ABOUT THIS EXERCISE:
Somewhere in the records below is a line containing "Task — pin one marker per instance of the bowl". Copy that line and everything after it through the end, unchanged.

LISTED RECORDS:
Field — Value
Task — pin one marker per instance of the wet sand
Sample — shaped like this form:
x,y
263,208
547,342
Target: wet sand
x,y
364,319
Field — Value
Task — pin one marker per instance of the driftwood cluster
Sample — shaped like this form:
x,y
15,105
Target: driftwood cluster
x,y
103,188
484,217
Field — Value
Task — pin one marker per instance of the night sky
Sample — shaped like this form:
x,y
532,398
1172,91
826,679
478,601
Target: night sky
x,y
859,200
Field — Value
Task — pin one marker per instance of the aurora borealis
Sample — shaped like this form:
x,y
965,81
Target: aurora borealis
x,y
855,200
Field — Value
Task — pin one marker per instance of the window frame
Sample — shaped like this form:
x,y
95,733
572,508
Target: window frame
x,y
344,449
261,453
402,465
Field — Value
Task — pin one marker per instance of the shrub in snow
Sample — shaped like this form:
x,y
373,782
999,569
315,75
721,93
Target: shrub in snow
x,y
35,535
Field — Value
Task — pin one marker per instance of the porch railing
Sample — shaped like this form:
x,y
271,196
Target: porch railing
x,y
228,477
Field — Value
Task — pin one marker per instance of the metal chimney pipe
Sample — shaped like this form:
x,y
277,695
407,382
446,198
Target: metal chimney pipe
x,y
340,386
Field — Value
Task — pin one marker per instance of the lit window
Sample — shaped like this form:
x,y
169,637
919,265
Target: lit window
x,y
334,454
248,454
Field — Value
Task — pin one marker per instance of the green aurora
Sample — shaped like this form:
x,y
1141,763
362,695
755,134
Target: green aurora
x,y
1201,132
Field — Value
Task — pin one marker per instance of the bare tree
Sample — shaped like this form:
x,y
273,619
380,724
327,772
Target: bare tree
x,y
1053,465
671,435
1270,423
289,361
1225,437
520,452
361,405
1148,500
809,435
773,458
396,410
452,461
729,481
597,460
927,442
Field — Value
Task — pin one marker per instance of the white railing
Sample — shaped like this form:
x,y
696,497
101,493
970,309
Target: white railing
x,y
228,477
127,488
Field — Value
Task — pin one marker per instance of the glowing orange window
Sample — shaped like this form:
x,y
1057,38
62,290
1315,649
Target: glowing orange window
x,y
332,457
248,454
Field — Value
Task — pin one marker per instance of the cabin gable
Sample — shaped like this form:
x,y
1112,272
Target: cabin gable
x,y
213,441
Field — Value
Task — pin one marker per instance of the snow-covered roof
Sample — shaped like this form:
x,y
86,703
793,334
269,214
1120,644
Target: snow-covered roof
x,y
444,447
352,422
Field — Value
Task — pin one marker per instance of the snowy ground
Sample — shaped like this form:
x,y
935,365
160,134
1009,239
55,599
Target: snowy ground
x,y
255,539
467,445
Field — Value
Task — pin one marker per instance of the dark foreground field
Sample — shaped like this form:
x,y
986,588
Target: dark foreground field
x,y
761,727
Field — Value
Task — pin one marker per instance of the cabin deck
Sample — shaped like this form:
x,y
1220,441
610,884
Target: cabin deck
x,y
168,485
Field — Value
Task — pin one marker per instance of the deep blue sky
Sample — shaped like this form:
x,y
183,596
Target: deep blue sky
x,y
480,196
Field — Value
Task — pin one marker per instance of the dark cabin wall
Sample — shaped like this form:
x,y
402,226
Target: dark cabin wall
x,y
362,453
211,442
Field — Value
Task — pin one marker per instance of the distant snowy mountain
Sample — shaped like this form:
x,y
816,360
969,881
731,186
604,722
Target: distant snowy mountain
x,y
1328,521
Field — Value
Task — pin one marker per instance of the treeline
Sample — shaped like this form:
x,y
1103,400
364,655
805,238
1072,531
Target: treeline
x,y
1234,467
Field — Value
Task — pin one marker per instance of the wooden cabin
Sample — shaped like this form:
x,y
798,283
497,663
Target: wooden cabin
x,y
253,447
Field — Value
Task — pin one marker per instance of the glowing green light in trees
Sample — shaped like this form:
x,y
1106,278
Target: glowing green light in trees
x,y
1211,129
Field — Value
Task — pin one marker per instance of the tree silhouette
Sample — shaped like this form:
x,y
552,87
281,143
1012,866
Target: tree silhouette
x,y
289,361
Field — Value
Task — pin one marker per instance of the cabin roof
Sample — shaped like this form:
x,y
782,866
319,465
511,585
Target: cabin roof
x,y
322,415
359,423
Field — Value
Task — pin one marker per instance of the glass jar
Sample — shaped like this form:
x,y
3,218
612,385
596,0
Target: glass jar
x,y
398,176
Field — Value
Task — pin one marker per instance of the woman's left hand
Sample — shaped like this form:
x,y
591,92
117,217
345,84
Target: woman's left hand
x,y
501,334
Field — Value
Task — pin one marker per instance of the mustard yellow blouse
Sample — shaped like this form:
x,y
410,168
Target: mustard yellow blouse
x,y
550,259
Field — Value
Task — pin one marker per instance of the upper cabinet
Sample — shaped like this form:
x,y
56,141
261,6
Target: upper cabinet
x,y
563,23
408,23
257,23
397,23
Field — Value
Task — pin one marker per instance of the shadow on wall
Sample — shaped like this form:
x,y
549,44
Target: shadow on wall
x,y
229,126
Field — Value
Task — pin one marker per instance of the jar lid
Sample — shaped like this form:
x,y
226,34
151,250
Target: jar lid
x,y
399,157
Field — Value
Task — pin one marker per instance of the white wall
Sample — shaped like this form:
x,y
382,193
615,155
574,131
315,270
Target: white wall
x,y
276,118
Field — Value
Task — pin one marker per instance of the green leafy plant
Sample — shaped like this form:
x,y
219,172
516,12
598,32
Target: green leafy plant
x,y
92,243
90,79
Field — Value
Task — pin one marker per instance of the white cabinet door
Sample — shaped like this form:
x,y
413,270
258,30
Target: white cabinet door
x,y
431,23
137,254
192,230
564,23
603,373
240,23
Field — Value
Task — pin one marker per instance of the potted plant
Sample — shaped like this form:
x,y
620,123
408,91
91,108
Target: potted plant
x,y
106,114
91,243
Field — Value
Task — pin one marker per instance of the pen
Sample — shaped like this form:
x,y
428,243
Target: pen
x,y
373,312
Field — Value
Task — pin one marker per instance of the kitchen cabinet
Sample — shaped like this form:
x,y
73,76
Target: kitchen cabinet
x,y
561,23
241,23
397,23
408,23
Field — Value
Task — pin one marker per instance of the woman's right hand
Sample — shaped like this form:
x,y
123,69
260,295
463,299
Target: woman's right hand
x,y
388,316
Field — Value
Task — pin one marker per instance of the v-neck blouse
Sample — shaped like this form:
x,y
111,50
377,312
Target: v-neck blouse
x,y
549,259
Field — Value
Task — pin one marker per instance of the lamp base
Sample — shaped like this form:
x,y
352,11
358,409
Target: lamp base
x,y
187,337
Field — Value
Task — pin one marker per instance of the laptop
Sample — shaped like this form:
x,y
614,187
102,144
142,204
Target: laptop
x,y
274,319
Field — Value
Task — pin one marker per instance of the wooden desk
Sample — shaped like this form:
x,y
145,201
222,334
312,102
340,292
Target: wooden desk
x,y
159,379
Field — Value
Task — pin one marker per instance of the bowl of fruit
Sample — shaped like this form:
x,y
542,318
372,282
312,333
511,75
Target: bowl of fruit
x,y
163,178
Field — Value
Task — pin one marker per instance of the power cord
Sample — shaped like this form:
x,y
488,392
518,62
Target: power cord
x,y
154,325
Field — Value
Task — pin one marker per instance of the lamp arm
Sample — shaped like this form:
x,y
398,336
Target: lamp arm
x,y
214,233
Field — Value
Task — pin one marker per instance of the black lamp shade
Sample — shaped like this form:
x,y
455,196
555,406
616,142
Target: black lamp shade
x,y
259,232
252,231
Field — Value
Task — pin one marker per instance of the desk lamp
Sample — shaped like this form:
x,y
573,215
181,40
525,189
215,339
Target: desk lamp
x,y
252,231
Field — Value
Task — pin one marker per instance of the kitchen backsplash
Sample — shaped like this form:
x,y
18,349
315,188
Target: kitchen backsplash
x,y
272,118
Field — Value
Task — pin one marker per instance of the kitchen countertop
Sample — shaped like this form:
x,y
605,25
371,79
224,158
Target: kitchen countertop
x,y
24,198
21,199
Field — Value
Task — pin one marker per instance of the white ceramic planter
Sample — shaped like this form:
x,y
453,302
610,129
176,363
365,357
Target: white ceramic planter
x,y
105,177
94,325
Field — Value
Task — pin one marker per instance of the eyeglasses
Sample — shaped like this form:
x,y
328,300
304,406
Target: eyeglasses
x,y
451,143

ANSWER AREA:
Task — pin one marker per instance of the bowl of fruit
Sample — shaped like this form:
x,y
542,318
372,282
312,333
511,75
Target: bowl of fruit
x,y
163,178
Field — Value
Task — pin one marker per instance of the power cord
Sample — shaped like this form:
x,y
488,392
518,62
Target: power cord
x,y
154,325
Field — Value
Task — pin one marker per instance of the lamp arm
Sample — shaped like this form:
x,y
398,336
Target: lamp arm
x,y
214,233
Field — Value
Task — pin one marker per instance of the black lamp shade
Sample — shaped like this form:
x,y
455,196
555,406
616,142
Target: black lamp shade
x,y
259,232
252,231
Field — Value
Task — pin one marker per instance of the desk lamp
Sample — shaped like this form:
x,y
573,215
181,40
525,189
215,339
Target: desk lamp
x,y
252,231
Field — Value
Task — pin one marker per instance of the kitchen backsplash
Sample — shaped like this form:
x,y
18,349
315,188
Target: kitchen backsplash
x,y
272,118
Field — Value
Task — pin one marker per instance of the kitchen countertop
Sample — shaped like this form:
x,y
605,25
371,79
224,158
Target: kitchen countertop
x,y
24,198
21,199
Field — Value
Task — pin one marker per instance of the white ceramic planter
Sample — shaped like this form:
x,y
453,302
610,129
176,363
365,357
Target: white ceramic planter
x,y
105,177
94,325
Field — Value
Task — pin one marker per instance of the eyeglasses
Sample — shaped like this form:
x,y
328,300
304,406
Target: eyeglasses
x,y
451,143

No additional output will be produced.